(Dataset excerpts)
□ □ □

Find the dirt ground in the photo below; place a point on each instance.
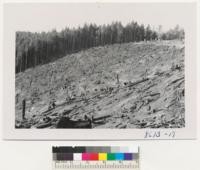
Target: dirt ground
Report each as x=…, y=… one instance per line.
x=132, y=85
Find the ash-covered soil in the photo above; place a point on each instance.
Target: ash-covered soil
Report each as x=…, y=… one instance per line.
x=132, y=85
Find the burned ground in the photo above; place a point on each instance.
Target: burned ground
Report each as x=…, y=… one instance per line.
x=131, y=85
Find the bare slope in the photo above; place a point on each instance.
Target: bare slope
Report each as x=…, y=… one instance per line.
x=132, y=85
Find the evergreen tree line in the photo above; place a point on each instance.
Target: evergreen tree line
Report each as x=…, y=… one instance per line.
x=176, y=33
x=33, y=49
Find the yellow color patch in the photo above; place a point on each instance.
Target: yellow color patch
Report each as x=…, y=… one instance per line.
x=102, y=156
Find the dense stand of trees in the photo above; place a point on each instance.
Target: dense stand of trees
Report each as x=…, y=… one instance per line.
x=175, y=33
x=33, y=49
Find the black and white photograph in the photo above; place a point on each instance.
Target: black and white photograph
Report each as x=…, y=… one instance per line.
x=100, y=65
x=109, y=75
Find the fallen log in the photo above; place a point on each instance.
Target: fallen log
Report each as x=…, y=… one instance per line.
x=138, y=82
x=101, y=117
x=43, y=125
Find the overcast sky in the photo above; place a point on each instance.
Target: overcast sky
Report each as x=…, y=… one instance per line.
x=45, y=17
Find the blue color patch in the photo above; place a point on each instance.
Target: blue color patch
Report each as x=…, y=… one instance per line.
x=119, y=156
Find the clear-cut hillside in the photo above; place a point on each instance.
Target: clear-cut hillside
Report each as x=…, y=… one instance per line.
x=131, y=85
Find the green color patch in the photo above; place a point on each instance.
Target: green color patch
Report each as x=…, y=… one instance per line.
x=110, y=156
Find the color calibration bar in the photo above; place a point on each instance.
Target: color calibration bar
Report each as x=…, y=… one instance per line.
x=95, y=158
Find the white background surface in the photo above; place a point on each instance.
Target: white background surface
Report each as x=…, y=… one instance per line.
x=155, y=155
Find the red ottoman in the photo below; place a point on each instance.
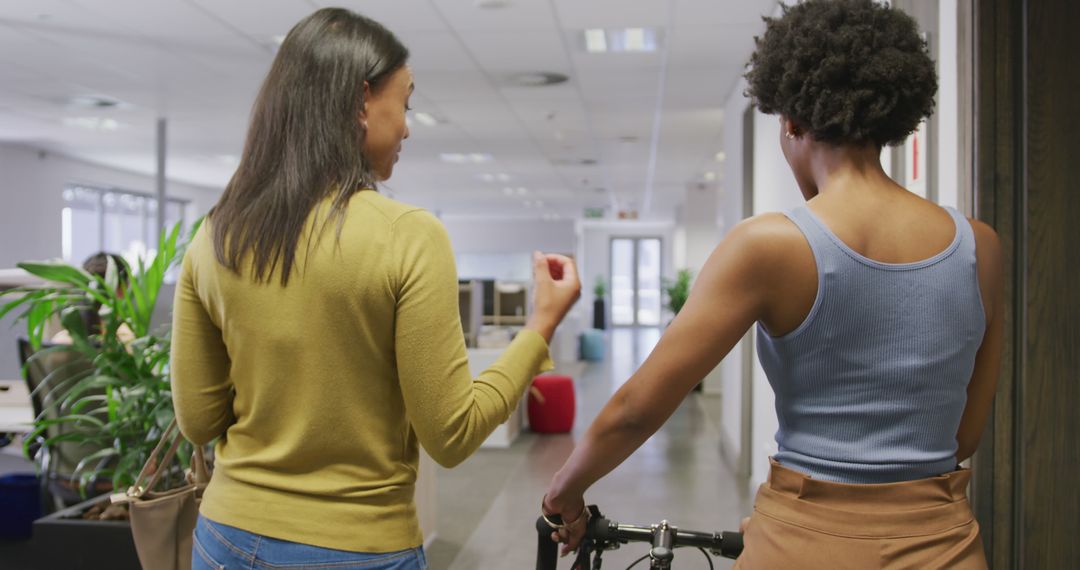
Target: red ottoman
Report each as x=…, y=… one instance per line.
x=551, y=404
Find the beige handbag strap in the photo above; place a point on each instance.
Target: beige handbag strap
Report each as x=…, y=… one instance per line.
x=154, y=470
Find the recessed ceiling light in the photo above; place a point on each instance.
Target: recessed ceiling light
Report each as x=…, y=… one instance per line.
x=538, y=79
x=493, y=4
x=595, y=40
x=94, y=102
x=622, y=40
x=458, y=158
x=426, y=119
x=92, y=123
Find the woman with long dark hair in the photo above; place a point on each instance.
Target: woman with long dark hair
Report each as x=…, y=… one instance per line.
x=878, y=314
x=316, y=333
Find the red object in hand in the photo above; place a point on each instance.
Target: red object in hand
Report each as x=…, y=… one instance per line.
x=552, y=404
x=555, y=268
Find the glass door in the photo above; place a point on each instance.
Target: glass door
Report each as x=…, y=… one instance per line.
x=636, y=266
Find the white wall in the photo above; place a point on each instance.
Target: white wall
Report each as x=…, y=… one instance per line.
x=774, y=190
x=31, y=186
x=948, y=107
x=729, y=215
x=700, y=222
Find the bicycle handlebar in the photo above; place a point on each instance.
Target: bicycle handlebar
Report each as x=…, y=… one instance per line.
x=607, y=533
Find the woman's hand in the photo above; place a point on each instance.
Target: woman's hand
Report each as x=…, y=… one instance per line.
x=575, y=517
x=555, y=288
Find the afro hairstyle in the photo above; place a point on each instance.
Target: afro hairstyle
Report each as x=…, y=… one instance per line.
x=846, y=71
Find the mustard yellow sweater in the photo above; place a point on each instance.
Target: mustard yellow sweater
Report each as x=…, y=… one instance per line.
x=322, y=389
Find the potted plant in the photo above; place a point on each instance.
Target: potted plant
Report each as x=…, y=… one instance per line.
x=599, y=312
x=678, y=289
x=115, y=404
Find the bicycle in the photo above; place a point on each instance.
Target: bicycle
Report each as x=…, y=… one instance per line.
x=603, y=534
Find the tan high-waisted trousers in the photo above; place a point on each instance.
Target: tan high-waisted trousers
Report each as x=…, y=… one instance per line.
x=800, y=523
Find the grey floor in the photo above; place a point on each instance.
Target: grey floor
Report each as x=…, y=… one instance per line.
x=487, y=505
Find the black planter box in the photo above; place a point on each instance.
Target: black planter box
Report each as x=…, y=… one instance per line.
x=599, y=314
x=63, y=540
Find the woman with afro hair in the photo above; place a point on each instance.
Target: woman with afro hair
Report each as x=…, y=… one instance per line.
x=878, y=315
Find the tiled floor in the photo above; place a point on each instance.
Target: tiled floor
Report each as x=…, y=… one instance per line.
x=488, y=505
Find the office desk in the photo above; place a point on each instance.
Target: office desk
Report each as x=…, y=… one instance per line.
x=16, y=411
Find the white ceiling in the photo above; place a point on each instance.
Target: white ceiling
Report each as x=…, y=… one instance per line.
x=199, y=64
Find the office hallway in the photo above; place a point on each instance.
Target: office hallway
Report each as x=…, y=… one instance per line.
x=487, y=506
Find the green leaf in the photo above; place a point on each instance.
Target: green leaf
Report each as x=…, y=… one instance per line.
x=95, y=457
x=56, y=272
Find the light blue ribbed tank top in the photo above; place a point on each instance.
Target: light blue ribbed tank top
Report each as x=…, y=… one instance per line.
x=872, y=385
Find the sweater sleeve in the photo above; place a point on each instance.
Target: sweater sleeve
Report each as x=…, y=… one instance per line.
x=450, y=412
x=200, y=365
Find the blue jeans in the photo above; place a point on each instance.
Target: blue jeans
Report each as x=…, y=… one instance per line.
x=219, y=547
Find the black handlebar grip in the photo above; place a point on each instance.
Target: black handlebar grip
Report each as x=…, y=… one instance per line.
x=730, y=544
x=547, y=548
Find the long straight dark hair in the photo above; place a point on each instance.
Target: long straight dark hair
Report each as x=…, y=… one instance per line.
x=306, y=140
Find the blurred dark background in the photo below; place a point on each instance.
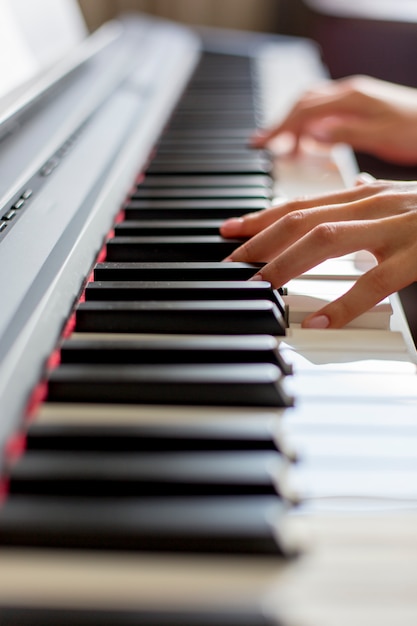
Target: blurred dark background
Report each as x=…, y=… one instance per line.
x=375, y=37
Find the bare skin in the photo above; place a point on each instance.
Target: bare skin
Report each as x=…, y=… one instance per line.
x=380, y=217
x=371, y=115
x=375, y=215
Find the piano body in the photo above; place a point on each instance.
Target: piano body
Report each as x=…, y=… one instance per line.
x=208, y=461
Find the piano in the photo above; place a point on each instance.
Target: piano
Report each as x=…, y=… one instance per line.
x=175, y=449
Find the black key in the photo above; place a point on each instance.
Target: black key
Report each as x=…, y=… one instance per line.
x=175, y=271
x=70, y=616
x=183, y=290
x=201, y=193
x=212, y=119
x=232, y=525
x=231, y=166
x=196, y=435
x=183, y=181
x=134, y=475
x=173, y=349
x=207, y=385
x=184, y=154
x=170, y=248
x=190, y=209
x=163, y=228
x=225, y=134
x=191, y=318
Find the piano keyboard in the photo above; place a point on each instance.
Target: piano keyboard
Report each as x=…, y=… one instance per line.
x=165, y=322
x=156, y=476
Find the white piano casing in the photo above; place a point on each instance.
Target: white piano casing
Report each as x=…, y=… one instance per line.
x=354, y=387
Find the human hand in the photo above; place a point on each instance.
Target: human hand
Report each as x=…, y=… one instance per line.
x=371, y=115
x=291, y=238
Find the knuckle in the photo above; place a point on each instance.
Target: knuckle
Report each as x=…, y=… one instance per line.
x=324, y=235
x=293, y=221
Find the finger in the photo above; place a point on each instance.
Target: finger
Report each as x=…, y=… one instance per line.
x=325, y=241
x=359, y=133
x=364, y=178
x=367, y=292
x=253, y=223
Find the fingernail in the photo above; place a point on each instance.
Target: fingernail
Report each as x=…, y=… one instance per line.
x=232, y=226
x=320, y=321
x=256, y=277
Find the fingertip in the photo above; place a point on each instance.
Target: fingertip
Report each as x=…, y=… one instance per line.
x=316, y=321
x=363, y=178
x=232, y=227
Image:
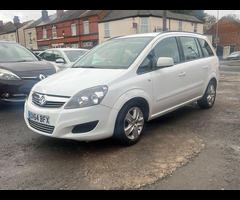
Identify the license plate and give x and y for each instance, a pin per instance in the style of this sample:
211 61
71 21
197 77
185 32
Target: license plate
44 119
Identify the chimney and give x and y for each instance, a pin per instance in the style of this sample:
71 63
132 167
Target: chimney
59 13
44 15
16 20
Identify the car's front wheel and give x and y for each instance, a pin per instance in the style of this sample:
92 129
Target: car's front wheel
130 123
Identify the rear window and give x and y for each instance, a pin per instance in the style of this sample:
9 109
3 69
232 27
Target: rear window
190 48
206 49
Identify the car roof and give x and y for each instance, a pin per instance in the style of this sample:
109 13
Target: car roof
155 34
64 49
6 41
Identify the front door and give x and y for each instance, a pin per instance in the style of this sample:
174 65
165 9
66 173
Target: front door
169 82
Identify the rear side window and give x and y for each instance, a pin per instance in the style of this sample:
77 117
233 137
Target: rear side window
206 49
167 48
47 55
190 48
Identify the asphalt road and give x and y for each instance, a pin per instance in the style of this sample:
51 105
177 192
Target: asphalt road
190 148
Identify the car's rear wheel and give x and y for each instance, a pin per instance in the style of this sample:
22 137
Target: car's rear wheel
209 96
130 123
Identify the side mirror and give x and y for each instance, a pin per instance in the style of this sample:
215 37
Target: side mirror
60 60
164 62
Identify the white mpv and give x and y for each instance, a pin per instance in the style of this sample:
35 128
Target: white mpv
113 90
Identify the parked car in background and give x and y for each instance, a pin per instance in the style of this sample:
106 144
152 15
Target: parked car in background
234 56
36 52
20 69
123 83
63 57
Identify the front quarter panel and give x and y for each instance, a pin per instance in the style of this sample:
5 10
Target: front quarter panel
132 87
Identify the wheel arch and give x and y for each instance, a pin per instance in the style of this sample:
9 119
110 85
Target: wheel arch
138 96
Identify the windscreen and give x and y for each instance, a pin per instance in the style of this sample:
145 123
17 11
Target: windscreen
15 53
117 53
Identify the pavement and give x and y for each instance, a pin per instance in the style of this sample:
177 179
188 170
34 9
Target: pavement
191 148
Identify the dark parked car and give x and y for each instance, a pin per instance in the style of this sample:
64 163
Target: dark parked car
20 69
234 56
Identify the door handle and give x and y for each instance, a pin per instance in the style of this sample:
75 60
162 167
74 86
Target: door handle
182 74
205 67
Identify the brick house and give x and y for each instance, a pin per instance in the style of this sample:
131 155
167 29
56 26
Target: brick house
73 28
228 36
127 22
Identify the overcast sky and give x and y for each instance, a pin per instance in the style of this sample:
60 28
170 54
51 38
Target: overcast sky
26 15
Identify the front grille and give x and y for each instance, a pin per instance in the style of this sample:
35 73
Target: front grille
48 104
41 127
49 101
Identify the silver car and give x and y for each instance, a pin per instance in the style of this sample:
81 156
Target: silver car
234 56
63 57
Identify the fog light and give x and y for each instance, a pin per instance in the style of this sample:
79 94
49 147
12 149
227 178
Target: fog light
86 127
5 95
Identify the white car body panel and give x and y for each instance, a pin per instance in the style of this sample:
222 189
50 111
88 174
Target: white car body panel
164 90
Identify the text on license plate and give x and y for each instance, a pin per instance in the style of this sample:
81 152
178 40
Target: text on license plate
38 118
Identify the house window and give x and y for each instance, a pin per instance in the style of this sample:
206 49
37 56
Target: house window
30 38
180 26
106 30
85 27
12 37
74 45
73 29
195 27
44 33
144 25
54 32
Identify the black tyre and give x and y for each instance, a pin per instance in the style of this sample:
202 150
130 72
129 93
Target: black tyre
130 123
209 96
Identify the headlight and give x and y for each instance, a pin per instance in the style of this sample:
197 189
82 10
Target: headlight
88 97
7 75
56 67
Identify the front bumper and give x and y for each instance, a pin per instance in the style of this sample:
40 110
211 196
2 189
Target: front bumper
15 91
65 122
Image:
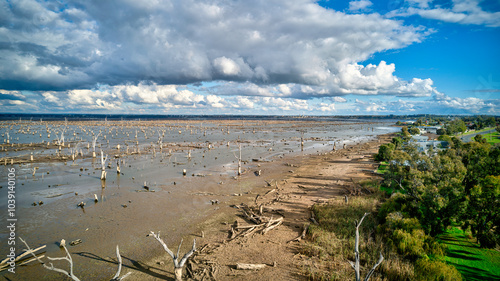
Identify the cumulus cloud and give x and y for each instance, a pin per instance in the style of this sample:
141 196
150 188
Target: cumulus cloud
461 11
359 5
80 44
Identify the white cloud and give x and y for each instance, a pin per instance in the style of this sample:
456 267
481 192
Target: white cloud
327 107
226 66
359 5
461 11
185 41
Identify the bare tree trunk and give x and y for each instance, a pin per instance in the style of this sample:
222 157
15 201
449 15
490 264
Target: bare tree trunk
355 265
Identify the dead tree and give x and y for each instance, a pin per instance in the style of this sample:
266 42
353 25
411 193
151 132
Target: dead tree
239 160
68 258
355 265
60 139
94 141
177 264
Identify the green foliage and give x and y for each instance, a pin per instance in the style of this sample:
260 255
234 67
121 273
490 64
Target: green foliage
456 126
427 269
398 142
404 132
445 138
479 139
484 211
473 262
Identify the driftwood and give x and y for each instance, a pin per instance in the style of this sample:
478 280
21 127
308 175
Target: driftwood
68 258
262 224
5 264
178 264
302 235
355 265
249 266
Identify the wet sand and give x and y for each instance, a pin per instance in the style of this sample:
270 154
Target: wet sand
125 214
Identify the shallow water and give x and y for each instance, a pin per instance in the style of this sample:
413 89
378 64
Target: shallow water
211 170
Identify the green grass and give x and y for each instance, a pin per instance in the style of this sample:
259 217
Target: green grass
492 138
477 131
473 262
382 169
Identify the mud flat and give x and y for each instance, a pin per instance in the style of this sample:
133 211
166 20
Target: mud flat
198 205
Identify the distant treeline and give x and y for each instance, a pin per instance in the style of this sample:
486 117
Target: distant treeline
116 117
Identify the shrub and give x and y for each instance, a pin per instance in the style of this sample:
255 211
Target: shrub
385 152
428 270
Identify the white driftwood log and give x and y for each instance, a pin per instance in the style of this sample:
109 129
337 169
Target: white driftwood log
68 258
178 264
249 266
355 265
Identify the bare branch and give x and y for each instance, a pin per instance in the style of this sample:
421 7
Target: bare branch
188 254
157 237
380 259
51 267
117 275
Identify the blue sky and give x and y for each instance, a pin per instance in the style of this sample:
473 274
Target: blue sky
250 57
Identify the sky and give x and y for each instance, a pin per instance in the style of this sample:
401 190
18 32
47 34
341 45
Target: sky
259 57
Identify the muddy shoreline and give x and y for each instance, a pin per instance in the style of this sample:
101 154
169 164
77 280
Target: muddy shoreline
126 213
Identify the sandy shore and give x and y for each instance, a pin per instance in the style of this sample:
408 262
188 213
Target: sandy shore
301 180
301 183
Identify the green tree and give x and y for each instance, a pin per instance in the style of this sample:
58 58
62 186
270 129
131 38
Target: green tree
456 126
385 152
484 211
479 139
404 131
441 131
398 142
414 131
490 121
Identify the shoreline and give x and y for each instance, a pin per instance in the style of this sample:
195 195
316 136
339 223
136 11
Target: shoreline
220 256
144 263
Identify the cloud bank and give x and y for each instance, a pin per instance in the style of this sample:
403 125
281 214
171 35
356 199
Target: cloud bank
167 55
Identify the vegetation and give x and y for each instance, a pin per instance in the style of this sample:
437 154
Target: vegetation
473 262
437 216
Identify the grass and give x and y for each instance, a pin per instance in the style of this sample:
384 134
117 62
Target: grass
478 131
331 243
492 138
473 262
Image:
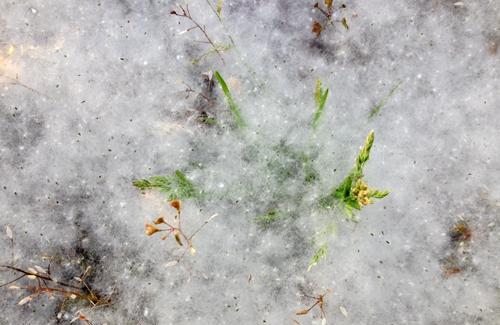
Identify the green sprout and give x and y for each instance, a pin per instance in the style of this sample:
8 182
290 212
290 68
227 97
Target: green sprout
230 101
318 256
265 220
177 186
353 192
320 97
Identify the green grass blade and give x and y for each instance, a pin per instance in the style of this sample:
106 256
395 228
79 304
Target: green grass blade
320 97
318 256
232 105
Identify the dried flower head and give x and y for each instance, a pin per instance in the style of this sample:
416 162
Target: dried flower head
150 229
159 220
362 193
317 28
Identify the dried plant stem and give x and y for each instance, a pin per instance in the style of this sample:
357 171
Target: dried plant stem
58 287
186 14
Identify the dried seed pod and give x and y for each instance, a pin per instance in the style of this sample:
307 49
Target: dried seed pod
317 28
460 232
25 300
159 221
150 229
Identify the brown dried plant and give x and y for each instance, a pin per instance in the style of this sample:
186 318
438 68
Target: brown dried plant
184 12
174 229
40 281
327 17
319 302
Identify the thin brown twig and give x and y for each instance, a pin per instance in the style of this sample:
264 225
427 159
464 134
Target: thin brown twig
185 13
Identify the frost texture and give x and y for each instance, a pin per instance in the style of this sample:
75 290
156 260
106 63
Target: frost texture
97 94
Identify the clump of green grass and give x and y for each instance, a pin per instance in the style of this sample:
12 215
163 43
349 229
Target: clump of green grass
320 97
320 254
265 220
176 187
235 111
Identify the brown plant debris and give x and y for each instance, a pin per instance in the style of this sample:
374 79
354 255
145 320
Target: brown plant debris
174 228
319 303
184 12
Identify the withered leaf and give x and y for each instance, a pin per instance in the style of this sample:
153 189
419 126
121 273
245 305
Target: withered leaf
302 312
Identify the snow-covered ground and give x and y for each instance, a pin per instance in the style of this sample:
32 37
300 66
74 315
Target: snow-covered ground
95 94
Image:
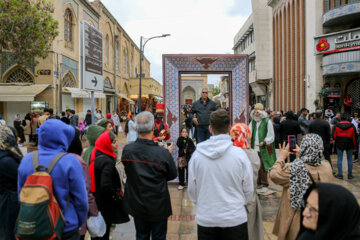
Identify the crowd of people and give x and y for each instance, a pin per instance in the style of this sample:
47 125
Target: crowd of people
224 170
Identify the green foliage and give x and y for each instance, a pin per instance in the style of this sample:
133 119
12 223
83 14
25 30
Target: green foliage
27 29
216 90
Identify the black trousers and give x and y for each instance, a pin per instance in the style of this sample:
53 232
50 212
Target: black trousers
228 233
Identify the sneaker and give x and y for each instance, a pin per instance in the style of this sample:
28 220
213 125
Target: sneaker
263 190
339 176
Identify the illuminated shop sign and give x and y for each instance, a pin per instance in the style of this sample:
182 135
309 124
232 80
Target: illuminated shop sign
338 42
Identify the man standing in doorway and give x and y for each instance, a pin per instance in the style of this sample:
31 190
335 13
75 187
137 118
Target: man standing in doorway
161 130
304 124
262 140
200 113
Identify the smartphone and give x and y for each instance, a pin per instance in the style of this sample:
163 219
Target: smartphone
292 143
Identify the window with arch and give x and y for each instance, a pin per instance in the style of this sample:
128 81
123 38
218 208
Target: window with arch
117 56
68 25
107 50
125 61
107 83
69 81
19 75
131 65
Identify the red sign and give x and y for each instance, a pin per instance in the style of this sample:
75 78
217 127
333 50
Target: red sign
323 45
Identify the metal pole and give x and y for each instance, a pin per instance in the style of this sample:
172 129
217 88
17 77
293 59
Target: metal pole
92 108
141 52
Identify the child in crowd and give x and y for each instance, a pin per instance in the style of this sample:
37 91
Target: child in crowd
186 148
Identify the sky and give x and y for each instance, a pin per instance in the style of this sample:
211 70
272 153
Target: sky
196 26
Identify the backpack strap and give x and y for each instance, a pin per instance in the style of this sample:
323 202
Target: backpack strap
37 167
54 161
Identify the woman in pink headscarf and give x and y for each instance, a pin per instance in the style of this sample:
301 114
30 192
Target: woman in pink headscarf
108 116
241 136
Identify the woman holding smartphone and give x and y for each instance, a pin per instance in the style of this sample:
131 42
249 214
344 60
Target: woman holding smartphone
295 178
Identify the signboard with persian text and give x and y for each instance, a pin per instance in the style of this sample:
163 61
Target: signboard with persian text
343 41
92 58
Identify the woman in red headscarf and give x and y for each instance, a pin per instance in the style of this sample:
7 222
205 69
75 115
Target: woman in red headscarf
241 136
105 181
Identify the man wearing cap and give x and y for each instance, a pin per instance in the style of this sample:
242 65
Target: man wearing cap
161 130
200 113
263 141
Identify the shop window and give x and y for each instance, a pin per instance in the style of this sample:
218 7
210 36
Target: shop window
117 56
326 5
125 61
68 81
68 28
19 76
337 85
107 50
107 83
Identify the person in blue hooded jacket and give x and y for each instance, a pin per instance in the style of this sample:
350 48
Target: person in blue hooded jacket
68 177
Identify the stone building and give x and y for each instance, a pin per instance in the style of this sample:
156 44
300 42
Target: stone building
255 39
151 93
338 51
290 33
56 82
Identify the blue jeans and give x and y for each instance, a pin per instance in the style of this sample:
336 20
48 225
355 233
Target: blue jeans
156 229
349 158
202 134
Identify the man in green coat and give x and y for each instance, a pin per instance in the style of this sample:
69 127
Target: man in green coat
263 141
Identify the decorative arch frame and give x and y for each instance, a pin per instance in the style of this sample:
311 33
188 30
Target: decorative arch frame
70 7
236 66
75 83
14 68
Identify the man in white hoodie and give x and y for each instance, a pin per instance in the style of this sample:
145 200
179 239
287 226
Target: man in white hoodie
220 183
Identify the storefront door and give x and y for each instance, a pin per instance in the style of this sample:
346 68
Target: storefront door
353 89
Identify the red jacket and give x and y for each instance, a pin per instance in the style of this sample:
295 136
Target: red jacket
345 135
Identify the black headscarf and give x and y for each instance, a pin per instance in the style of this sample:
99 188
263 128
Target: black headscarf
76 145
339 214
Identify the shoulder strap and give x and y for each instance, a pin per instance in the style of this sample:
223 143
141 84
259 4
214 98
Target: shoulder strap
54 161
35 160
309 174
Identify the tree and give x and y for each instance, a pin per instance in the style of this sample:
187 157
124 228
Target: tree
27 29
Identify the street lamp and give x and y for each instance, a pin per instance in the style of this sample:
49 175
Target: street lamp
142 46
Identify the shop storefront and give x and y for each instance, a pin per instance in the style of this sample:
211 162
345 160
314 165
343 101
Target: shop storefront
341 69
21 100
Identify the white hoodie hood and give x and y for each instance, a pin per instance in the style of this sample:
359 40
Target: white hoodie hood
215 147
220 182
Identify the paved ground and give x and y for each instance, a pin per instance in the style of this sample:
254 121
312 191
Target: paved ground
182 224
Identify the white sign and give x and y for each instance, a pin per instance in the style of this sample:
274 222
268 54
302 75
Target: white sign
93 58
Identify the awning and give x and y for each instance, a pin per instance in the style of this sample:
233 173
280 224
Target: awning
81 93
122 95
21 93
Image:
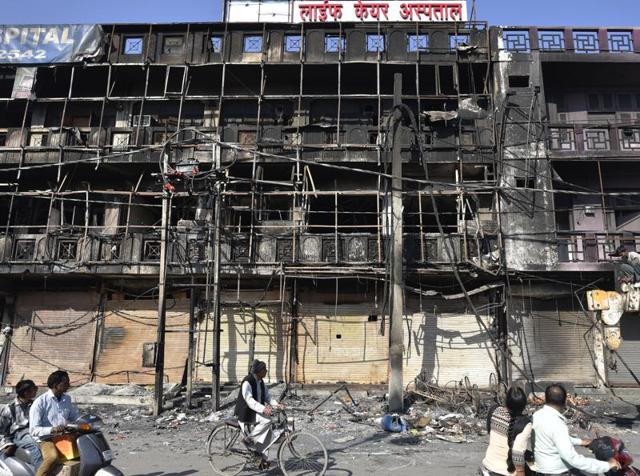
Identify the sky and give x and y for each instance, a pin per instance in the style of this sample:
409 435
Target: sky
496 12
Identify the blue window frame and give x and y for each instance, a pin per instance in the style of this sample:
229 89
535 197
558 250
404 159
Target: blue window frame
551 40
457 40
586 42
133 45
292 43
620 41
517 41
253 44
417 43
334 43
216 44
375 42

□ □ □

◆ TASK PROMPT ◆
The lines above that hold the word "hallway" should be found and copied out.

◆ SOLVED EXERCISE ◆
Find the office hallway in the photo above; place a point on each instance.
Target: office hallway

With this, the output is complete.